[Supplied data — start]

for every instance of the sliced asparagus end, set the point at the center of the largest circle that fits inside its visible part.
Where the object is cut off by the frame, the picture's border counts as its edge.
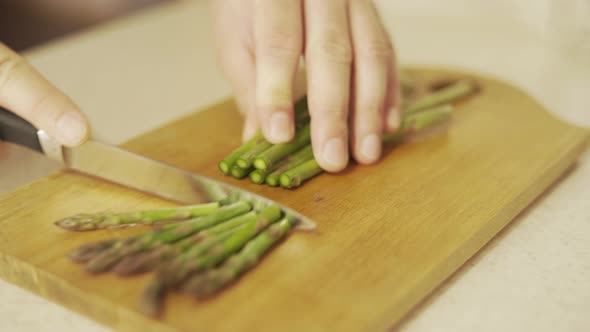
(238, 172)
(224, 167)
(243, 163)
(260, 164)
(286, 181)
(272, 180)
(257, 177)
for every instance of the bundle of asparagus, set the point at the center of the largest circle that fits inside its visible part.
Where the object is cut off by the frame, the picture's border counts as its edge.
(290, 164)
(208, 246)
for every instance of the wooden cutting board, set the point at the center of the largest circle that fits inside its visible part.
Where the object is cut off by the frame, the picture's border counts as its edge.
(387, 234)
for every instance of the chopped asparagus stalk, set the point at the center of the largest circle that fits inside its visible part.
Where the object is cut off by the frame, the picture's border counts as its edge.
(296, 159)
(415, 122)
(295, 176)
(239, 173)
(194, 261)
(210, 282)
(257, 176)
(198, 260)
(412, 123)
(246, 159)
(148, 260)
(228, 162)
(268, 158)
(88, 222)
(167, 234)
(442, 96)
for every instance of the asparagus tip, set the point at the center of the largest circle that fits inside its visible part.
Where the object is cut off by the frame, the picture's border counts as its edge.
(260, 164)
(257, 177)
(243, 163)
(286, 181)
(224, 167)
(238, 172)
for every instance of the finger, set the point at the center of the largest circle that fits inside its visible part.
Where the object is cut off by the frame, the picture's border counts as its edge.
(278, 45)
(26, 93)
(373, 55)
(328, 56)
(236, 54)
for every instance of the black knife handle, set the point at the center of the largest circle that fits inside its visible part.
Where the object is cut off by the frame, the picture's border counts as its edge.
(17, 130)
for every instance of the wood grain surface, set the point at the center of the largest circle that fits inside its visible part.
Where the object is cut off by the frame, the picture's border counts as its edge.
(387, 234)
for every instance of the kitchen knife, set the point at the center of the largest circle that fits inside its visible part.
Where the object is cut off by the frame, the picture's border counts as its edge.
(116, 165)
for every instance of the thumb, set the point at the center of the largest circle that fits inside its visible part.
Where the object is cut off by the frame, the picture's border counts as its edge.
(28, 94)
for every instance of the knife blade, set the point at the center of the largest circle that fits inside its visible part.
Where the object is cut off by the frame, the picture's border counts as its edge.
(131, 170)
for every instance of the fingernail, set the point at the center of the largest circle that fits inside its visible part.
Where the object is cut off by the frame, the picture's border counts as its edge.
(249, 131)
(281, 130)
(371, 147)
(393, 118)
(71, 126)
(335, 153)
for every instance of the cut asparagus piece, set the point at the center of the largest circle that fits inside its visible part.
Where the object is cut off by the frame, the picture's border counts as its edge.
(295, 176)
(246, 159)
(301, 156)
(259, 176)
(268, 158)
(412, 123)
(240, 173)
(415, 122)
(210, 282)
(94, 221)
(443, 96)
(148, 260)
(167, 234)
(228, 162)
(194, 261)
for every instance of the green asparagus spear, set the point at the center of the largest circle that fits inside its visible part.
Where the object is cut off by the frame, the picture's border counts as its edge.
(258, 176)
(195, 261)
(146, 261)
(88, 222)
(240, 173)
(228, 162)
(296, 159)
(166, 234)
(295, 176)
(446, 95)
(277, 152)
(412, 123)
(246, 159)
(210, 282)
(415, 122)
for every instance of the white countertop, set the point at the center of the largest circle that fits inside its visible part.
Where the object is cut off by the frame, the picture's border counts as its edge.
(158, 65)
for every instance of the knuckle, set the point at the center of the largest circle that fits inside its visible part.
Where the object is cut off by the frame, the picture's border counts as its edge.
(334, 46)
(332, 115)
(379, 49)
(370, 107)
(278, 44)
(8, 67)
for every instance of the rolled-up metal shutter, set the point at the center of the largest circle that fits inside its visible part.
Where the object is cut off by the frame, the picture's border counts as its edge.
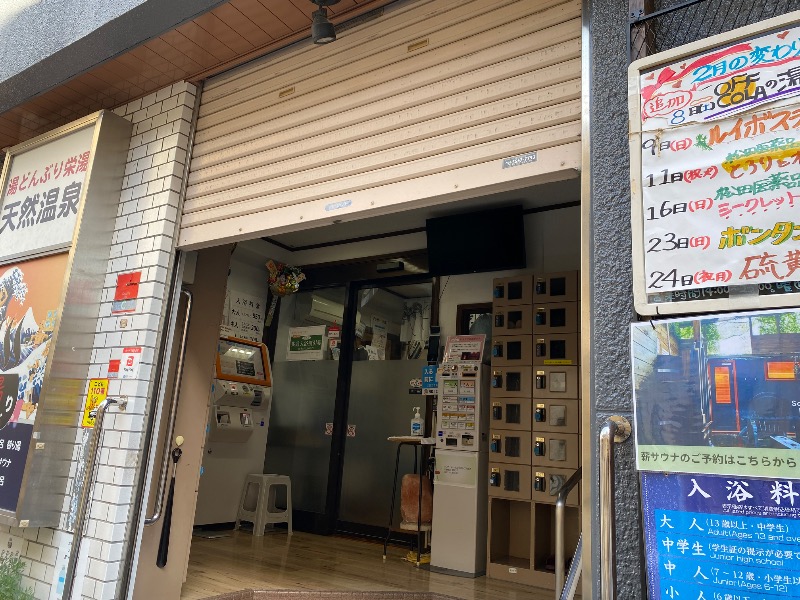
(429, 99)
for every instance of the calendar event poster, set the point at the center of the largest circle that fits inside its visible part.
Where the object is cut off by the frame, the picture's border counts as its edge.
(30, 295)
(721, 538)
(718, 394)
(716, 170)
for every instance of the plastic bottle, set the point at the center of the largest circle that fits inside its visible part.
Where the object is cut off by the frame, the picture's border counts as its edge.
(417, 423)
(62, 577)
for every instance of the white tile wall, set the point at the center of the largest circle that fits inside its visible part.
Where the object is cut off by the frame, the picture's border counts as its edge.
(144, 235)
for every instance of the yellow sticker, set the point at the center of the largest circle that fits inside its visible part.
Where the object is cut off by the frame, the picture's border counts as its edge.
(98, 391)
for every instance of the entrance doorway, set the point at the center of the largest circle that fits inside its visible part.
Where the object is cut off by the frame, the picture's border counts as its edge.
(330, 415)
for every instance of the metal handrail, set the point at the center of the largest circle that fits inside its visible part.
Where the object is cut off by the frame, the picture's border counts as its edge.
(173, 412)
(561, 505)
(615, 429)
(571, 583)
(86, 495)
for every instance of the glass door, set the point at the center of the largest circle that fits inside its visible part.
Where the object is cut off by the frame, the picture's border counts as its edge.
(390, 349)
(305, 375)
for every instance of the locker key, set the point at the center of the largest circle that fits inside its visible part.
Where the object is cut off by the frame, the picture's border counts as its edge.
(494, 478)
(497, 379)
(538, 447)
(541, 380)
(497, 411)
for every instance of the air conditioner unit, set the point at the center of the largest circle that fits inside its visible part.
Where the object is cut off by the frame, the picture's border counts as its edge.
(321, 311)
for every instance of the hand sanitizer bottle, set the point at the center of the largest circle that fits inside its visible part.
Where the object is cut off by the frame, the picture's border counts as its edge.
(417, 423)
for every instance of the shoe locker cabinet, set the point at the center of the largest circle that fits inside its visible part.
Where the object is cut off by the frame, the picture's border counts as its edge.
(535, 424)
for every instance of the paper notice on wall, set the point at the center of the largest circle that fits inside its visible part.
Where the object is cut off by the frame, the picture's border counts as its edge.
(245, 315)
(306, 343)
(718, 185)
(131, 363)
(379, 337)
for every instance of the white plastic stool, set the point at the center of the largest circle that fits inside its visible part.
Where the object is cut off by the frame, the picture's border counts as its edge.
(265, 512)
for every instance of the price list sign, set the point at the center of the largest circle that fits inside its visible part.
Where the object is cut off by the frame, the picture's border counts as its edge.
(715, 174)
(721, 538)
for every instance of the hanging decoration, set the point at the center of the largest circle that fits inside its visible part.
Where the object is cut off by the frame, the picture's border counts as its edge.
(283, 280)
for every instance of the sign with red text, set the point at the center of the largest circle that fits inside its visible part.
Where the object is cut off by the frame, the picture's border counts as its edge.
(42, 194)
(715, 173)
(130, 363)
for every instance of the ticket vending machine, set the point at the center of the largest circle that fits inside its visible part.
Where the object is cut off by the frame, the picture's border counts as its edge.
(458, 539)
(241, 397)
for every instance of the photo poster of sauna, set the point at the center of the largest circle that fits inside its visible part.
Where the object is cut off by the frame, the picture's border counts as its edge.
(30, 294)
(718, 394)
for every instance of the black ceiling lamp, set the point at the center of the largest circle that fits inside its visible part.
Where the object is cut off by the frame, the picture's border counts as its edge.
(322, 30)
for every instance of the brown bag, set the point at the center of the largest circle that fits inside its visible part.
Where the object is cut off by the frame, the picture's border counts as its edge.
(409, 499)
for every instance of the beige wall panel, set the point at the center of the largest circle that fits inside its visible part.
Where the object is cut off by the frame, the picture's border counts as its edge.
(361, 67)
(430, 92)
(288, 195)
(321, 171)
(305, 148)
(553, 164)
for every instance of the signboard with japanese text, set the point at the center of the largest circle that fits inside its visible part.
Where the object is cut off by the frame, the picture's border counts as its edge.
(306, 343)
(30, 293)
(245, 316)
(98, 391)
(715, 167)
(718, 394)
(430, 385)
(721, 538)
(126, 292)
(42, 193)
(464, 348)
(131, 363)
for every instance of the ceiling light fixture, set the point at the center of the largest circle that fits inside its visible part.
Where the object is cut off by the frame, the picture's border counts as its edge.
(322, 30)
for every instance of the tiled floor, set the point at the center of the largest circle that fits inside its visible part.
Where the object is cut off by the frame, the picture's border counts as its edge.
(310, 562)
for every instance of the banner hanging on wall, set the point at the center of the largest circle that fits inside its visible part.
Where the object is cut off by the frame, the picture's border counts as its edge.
(42, 195)
(715, 173)
(30, 293)
(718, 394)
(717, 538)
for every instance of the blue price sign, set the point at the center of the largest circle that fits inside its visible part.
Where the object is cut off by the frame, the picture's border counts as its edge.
(721, 538)
(430, 386)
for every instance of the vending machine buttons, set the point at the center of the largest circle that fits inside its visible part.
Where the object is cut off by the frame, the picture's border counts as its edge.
(541, 380)
(494, 478)
(497, 411)
(497, 379)
(538, 447)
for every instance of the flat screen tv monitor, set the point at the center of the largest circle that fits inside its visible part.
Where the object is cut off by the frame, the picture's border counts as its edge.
(477, 242)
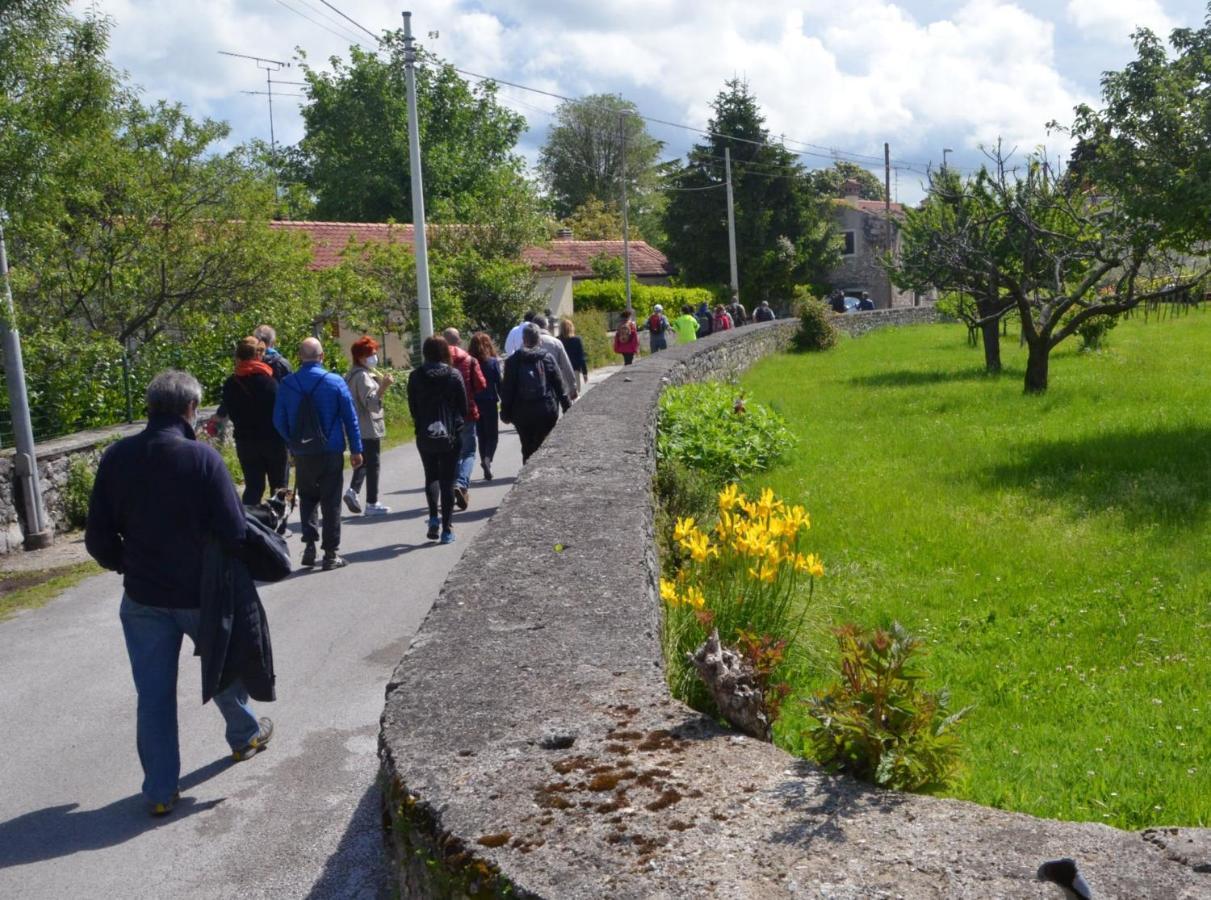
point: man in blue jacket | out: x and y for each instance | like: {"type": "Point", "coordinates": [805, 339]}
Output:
{"type": "Point", "coordinates": [319, 462]}
{"type": "Point", "coordinates": [158, 498]}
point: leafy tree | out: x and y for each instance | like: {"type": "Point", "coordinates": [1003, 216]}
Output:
{"type": "Point", "coordinates": [831, 182]}
{"type": "Point", "coordinates": [354, 155]}
{"type": "Point", "coordinates": [784, 229]}
{"type": "Point", "coordinates": [956, 216]}
{"type": "Point", "coordinates": [597, 221]}
{"type": "Point", "coordinates": [583, 156]}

[Supplied data — finish]

#### [Task]
Which of the lines in the data hold the string "metal"? Report each of them by copying it.

#### [Exercise solution]
for every instance of the rolled-up metal shutter, set the point at the center of the largest circle that fits inside its visible part.
for every instance of the metal handrail, set the point at the center of the largest circle that fits inside its visible part.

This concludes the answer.